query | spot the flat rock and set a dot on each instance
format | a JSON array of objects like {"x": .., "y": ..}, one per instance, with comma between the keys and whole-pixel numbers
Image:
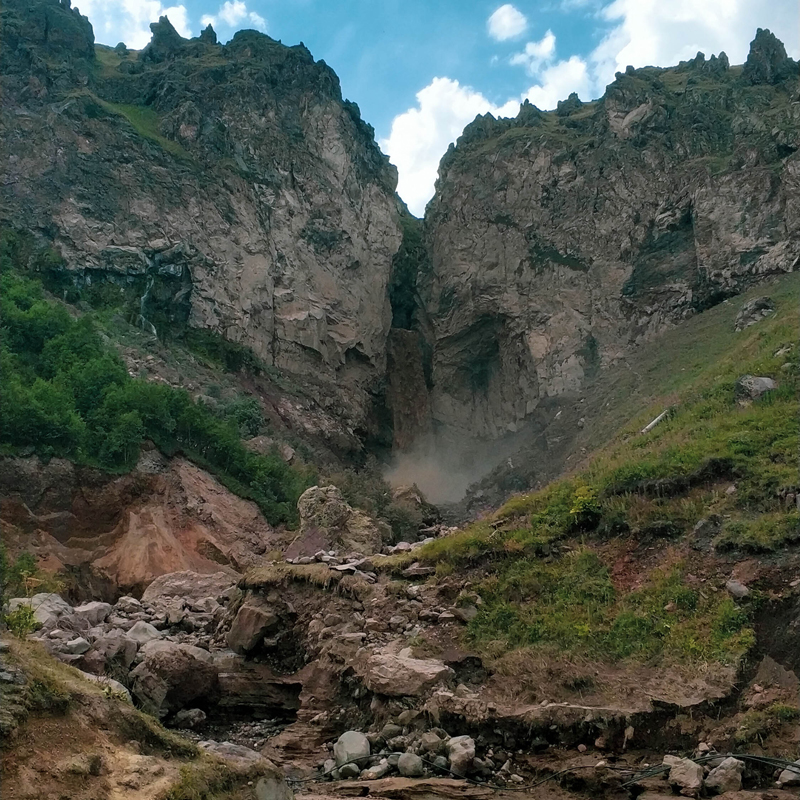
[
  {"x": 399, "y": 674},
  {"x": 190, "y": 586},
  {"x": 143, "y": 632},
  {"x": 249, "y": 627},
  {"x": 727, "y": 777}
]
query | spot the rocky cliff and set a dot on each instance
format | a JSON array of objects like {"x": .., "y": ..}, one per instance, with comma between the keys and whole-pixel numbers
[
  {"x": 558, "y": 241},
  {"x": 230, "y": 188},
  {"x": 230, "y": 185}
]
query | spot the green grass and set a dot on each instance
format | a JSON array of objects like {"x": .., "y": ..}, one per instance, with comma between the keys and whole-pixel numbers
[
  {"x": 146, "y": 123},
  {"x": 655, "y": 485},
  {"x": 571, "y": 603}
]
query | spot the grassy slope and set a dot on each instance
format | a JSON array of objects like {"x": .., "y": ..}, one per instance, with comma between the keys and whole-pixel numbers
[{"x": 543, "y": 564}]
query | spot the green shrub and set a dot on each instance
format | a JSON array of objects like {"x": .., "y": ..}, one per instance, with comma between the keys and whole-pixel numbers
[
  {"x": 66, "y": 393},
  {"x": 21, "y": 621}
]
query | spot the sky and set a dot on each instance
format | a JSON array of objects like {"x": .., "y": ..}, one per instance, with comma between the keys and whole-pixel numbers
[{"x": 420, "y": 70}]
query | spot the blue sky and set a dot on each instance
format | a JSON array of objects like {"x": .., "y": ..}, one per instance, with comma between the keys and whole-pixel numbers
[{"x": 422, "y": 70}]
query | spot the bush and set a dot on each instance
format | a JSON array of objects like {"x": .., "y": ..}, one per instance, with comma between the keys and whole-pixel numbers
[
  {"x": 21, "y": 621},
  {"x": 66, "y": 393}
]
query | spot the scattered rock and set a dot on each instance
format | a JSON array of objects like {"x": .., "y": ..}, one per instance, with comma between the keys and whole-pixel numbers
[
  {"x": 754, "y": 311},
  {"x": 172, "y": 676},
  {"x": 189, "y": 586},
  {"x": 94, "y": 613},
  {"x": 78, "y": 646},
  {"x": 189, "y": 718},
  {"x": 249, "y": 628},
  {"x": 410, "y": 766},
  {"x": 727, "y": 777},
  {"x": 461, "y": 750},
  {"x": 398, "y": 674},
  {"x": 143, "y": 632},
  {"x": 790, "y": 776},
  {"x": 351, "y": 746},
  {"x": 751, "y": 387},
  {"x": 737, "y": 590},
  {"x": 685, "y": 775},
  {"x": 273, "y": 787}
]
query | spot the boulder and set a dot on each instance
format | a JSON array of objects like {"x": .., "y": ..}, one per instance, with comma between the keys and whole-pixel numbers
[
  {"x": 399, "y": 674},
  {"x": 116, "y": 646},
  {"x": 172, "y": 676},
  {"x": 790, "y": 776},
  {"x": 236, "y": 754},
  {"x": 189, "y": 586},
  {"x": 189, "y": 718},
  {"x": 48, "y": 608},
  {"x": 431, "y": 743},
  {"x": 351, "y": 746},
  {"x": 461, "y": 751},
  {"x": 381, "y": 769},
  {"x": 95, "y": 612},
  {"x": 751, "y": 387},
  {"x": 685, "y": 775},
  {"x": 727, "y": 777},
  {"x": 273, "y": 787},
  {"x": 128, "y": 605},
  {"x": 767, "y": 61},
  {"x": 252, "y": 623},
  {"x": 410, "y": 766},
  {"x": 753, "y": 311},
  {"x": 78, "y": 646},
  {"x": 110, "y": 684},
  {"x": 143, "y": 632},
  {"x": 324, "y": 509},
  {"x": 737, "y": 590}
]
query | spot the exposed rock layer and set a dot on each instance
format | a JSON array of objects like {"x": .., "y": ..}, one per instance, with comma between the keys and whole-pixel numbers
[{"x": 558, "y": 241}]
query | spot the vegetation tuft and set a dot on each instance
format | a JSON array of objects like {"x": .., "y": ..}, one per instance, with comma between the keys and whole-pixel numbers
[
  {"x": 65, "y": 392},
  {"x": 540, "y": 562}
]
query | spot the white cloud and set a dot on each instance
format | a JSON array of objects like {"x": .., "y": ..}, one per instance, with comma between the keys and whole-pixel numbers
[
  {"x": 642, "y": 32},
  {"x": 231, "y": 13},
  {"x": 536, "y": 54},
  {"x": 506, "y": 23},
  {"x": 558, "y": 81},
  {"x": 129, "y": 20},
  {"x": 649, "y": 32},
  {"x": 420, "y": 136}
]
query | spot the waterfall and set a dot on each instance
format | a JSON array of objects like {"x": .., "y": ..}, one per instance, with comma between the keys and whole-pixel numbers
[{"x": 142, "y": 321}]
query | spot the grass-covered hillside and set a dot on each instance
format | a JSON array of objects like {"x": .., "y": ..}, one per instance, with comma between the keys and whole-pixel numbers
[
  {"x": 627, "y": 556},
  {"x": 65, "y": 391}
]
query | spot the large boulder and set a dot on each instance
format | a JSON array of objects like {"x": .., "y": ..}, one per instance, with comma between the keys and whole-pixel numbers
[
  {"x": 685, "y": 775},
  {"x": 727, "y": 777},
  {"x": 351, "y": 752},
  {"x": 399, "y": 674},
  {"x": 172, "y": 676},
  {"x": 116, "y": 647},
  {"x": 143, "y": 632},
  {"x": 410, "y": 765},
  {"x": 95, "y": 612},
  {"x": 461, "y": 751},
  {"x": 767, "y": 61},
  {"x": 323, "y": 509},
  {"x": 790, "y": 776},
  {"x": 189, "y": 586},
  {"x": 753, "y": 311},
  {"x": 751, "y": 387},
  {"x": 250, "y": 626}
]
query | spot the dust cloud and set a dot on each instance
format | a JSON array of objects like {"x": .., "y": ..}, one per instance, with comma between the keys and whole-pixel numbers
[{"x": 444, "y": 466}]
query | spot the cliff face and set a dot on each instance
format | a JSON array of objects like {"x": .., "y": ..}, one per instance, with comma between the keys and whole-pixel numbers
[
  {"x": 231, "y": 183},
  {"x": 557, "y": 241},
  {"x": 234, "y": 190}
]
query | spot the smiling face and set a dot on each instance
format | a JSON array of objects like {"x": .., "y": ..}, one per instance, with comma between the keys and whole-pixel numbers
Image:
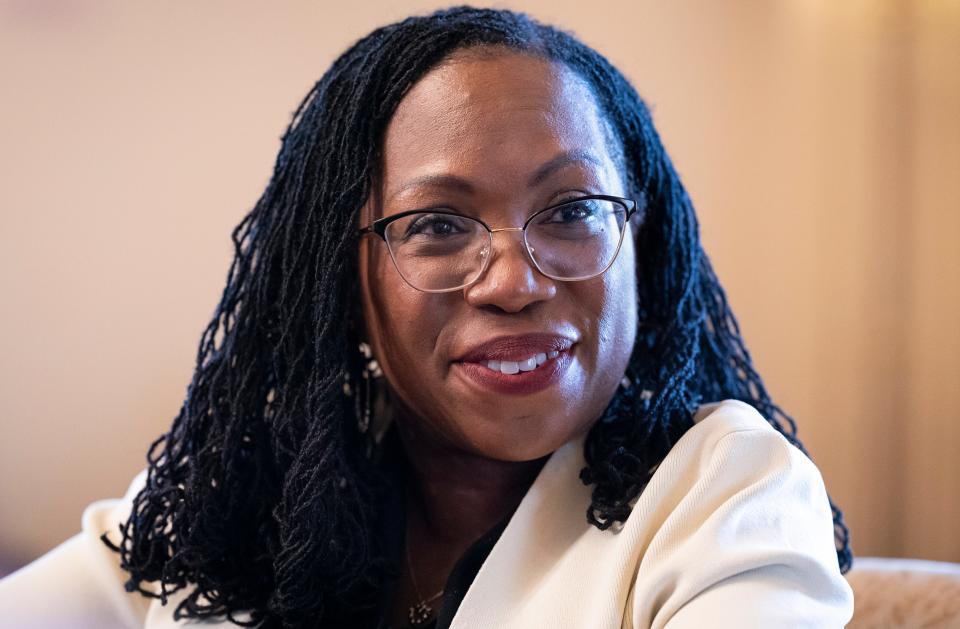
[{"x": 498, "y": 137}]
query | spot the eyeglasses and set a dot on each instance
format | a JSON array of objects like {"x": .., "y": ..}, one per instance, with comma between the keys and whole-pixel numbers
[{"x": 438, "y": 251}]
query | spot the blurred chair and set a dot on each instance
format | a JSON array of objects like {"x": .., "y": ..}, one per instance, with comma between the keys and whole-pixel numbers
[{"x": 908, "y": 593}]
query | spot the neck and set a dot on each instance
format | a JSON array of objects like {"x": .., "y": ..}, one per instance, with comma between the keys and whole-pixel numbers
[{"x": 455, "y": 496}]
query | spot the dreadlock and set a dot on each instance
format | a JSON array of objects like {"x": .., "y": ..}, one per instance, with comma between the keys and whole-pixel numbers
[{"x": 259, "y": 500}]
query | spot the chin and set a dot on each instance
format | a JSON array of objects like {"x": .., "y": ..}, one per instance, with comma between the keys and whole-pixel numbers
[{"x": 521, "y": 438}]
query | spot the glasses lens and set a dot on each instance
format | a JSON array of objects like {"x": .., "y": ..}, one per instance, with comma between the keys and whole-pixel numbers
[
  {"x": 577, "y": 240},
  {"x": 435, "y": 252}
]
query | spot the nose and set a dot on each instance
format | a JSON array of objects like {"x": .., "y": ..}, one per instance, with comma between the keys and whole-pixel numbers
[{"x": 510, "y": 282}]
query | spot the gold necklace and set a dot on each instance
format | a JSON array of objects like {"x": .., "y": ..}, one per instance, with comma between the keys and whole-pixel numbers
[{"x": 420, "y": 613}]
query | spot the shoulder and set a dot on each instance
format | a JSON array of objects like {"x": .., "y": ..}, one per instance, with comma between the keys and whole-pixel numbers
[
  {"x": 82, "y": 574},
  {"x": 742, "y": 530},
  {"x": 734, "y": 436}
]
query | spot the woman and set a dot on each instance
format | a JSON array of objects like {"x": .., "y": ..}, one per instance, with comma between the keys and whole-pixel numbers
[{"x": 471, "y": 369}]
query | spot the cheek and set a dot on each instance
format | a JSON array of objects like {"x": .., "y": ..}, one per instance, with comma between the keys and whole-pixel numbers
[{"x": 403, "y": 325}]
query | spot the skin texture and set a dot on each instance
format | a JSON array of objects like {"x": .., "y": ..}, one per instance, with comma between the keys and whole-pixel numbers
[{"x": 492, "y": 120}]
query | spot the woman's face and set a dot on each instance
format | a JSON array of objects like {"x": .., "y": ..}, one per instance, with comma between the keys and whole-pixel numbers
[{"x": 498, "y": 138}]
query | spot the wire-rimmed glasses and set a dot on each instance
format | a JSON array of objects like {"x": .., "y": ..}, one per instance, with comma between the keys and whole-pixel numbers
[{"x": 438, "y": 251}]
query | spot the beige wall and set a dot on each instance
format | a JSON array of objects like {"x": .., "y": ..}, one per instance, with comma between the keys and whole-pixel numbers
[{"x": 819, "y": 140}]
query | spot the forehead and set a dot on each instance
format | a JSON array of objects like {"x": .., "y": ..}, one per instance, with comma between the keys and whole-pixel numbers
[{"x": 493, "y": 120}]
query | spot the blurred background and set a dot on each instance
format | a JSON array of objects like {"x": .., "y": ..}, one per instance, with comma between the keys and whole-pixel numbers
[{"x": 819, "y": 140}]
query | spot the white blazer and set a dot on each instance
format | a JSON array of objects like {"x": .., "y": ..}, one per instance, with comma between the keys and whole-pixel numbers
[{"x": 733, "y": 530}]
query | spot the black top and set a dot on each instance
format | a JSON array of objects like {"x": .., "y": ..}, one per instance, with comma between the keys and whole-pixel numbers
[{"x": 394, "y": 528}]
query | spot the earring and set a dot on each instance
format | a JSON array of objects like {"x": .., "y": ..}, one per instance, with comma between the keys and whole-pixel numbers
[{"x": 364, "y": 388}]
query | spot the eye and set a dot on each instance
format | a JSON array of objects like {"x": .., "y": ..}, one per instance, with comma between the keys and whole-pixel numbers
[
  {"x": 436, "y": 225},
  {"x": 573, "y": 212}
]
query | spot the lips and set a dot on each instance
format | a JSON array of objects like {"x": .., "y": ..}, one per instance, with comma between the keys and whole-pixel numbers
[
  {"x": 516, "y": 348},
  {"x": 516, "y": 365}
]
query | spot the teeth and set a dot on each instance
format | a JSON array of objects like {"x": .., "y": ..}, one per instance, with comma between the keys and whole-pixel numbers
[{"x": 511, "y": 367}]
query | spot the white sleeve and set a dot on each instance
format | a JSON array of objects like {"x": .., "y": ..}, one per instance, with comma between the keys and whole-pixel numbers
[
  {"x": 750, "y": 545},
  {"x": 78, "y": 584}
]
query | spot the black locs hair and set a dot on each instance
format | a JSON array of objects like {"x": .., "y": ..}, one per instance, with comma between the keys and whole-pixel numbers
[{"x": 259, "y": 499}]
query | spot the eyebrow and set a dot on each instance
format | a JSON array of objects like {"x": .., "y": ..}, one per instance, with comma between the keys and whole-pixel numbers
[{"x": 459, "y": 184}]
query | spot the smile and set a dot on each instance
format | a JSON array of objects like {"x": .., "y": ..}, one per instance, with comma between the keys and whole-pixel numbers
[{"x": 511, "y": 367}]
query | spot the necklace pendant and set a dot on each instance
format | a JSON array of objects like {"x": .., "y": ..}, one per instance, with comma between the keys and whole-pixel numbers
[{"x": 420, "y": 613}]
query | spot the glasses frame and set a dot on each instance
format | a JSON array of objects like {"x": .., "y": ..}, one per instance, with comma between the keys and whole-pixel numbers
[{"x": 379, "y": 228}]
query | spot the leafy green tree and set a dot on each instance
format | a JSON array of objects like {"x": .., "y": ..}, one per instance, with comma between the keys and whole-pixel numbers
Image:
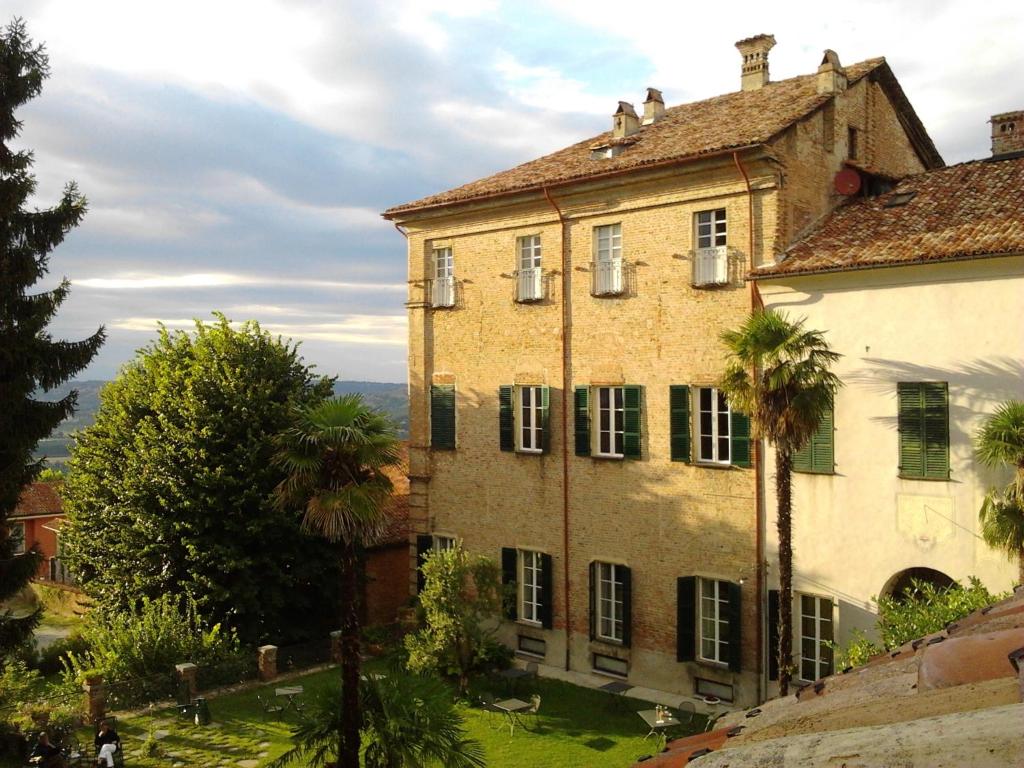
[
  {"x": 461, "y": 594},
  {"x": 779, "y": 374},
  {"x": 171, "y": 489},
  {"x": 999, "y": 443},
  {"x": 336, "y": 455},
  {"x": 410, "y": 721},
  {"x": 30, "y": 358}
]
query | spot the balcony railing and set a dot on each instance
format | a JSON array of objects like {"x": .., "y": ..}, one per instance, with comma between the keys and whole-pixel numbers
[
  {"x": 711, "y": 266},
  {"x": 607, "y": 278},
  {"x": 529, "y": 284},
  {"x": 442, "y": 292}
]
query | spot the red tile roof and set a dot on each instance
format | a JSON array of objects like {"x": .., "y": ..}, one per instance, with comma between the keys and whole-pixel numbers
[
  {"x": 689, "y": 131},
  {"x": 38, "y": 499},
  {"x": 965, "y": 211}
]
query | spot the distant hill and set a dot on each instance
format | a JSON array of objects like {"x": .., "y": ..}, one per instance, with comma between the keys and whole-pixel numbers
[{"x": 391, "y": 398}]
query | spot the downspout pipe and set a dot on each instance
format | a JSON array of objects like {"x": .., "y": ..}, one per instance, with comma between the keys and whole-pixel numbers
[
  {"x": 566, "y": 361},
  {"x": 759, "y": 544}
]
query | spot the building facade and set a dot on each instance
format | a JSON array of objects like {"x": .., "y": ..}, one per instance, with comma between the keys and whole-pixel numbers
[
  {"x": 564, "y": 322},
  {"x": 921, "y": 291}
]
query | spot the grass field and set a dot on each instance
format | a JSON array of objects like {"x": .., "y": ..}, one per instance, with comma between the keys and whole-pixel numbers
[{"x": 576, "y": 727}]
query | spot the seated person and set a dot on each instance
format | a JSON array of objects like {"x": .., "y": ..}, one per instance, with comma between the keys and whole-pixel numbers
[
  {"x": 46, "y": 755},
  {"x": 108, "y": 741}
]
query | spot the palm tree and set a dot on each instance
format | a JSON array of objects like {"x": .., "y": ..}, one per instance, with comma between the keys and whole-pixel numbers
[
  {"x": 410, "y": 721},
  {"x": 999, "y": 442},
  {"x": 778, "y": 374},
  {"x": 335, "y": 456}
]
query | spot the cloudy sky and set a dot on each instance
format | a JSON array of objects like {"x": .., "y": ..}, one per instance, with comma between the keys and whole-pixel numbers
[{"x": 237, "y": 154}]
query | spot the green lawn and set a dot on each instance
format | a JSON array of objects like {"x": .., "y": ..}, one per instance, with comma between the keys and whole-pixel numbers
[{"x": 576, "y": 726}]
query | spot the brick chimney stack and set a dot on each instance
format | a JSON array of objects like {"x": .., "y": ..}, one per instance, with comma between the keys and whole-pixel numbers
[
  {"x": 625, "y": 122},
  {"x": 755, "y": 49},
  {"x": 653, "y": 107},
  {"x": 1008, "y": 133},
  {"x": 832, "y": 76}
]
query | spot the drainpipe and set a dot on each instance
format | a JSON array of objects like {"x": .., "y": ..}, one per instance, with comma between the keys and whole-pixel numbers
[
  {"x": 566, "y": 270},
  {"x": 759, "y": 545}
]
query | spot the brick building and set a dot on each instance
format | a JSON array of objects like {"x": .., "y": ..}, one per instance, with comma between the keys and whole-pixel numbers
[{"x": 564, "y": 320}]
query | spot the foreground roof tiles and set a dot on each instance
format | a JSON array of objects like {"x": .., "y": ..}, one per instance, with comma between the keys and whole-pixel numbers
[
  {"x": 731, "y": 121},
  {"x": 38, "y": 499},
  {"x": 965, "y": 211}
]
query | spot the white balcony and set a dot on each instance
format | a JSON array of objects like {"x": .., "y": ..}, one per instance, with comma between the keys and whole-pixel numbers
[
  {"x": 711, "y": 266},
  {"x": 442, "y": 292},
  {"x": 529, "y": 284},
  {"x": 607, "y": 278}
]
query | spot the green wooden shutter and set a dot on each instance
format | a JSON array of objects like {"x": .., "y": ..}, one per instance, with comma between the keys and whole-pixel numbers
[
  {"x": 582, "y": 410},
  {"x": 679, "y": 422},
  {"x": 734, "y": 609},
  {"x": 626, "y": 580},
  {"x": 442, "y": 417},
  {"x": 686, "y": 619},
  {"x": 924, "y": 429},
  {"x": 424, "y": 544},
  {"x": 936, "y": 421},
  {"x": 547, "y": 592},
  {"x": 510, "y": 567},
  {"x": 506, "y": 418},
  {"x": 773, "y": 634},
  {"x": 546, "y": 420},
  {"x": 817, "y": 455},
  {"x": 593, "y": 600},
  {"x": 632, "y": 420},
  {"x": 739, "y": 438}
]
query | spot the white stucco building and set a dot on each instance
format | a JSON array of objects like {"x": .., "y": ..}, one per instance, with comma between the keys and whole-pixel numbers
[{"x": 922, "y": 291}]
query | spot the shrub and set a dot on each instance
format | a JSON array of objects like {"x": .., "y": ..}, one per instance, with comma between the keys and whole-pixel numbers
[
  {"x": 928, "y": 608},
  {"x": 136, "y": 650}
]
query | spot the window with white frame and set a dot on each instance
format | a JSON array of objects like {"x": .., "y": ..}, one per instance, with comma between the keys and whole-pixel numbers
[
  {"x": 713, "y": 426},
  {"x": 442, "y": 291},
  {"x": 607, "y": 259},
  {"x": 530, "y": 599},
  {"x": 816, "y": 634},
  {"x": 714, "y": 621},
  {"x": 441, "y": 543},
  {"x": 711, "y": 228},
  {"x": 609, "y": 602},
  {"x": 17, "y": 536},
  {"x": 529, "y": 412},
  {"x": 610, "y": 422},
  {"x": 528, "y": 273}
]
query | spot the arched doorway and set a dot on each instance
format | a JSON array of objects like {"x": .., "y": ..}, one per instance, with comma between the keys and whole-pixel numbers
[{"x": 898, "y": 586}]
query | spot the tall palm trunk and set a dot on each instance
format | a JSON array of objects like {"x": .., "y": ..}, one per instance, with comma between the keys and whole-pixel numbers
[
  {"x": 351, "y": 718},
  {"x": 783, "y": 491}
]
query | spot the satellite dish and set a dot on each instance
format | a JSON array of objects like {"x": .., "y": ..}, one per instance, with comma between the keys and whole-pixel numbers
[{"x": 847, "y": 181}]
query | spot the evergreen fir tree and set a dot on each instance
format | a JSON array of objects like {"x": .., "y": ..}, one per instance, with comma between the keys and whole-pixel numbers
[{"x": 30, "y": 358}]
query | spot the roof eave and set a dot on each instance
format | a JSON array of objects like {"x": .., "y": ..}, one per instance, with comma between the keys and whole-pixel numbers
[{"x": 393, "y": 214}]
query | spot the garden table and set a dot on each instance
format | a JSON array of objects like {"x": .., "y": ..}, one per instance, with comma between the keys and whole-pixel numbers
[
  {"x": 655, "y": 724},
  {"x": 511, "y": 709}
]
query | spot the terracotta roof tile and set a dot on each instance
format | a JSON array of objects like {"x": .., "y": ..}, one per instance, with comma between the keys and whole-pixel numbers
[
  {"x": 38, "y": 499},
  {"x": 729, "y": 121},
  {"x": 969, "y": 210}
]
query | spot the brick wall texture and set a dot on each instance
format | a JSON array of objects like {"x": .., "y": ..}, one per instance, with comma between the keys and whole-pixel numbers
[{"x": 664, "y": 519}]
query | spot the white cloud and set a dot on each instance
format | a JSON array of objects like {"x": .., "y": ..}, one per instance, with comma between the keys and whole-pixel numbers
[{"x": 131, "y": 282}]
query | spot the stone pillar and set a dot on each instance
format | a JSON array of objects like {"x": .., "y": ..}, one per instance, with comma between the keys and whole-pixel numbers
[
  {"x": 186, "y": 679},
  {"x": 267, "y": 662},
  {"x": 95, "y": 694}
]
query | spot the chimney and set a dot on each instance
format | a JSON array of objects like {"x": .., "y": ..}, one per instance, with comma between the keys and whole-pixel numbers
◆ ◆ ◆ ◆ ◆
• _WHAT IS ASKED_: Find the line with "query | spot the tall" in the listing above, then write out that line and each remaining line exactly, with no other text.

• _THE ANSWER_:
query | spot the tall palm trunk and set a dot on each instance
format | a JSON array of objects like {"x": .., "y": ..}, one per instance, with comma between the keys and whole-pixel numbers
[
  {"x": 351, "y": 718},
  {"x": 783, "y": 491}
]
query | spot the satellite dish and set a dot on each instance
format | a JSON array of objects like {"x": .., "y": ..}, one per instance, with comma between the keys and whole-pixel numbers
[{"x": 847, "y": 181}]
query | spot the evergreen fir tree and set a dot on each instance
format | a JSON array of objects like {"x": .., "y": ..}, one per instance, with comma between the keys and whole-pixel numbers
[{"x": 30, "y": 358}]
query | spot the roof eave and set a dot on each instance
format | a JSON array of objects like {"x": .., "y": ..}, one per instance, with comma between the keys and whole-pixel numbers
[{"x": 393, "y": 214}]
query | spot the garden table and set a dot on each instance
format | a JSON array of objects like {"x": .., "y": ..}, one per instance, with comma between the keys and whole-pixel numbers
[
  {"x": 655, "y": 724},
  {"x": 511, "y": 709}
]
query | spot the terracotta roof tile and set a dot on each instance
format | a JSON array of objects like {"x": .., "y": ..}, one per instance, with comma between the keys and whole-pixel numbers
[
  {"x": 38, "y": 499},
  {"x": 729, "y": 121},
  {"x": 969, "y": 210}
]
query | spot the brick wall texture and set a dot on each instance
format | a JSON array of objects like {"x": .., "y": ..}, one per instance, with comma between the keys and whole-pixel numbers
[{"x": 664, "y": 519}]
query | spot the white cloud and set a dot on each instance
format | a JSON array of objects like {"x": .., "y": ..}, one per instance, with comma between the keys and whole-pixel numbers
[{"x": 131, "y": 282}]
query | spot the stone pillar and set a dot on each instance
format | a JSON array of objects like {"x": .., "y": ..}, one per instance, with comma between the keys and whole-pixel numbers
[
  {"x": 186, "y": 679},
  {"x": 267, "y": 662},
  {"x": 95, "y": 694}
]
query | spot the chimney and set a dot on each instance
format | a JSON array of objects like {"x": .., "y": ..}, one per instance, with comma between the keys and whole-pixel numbers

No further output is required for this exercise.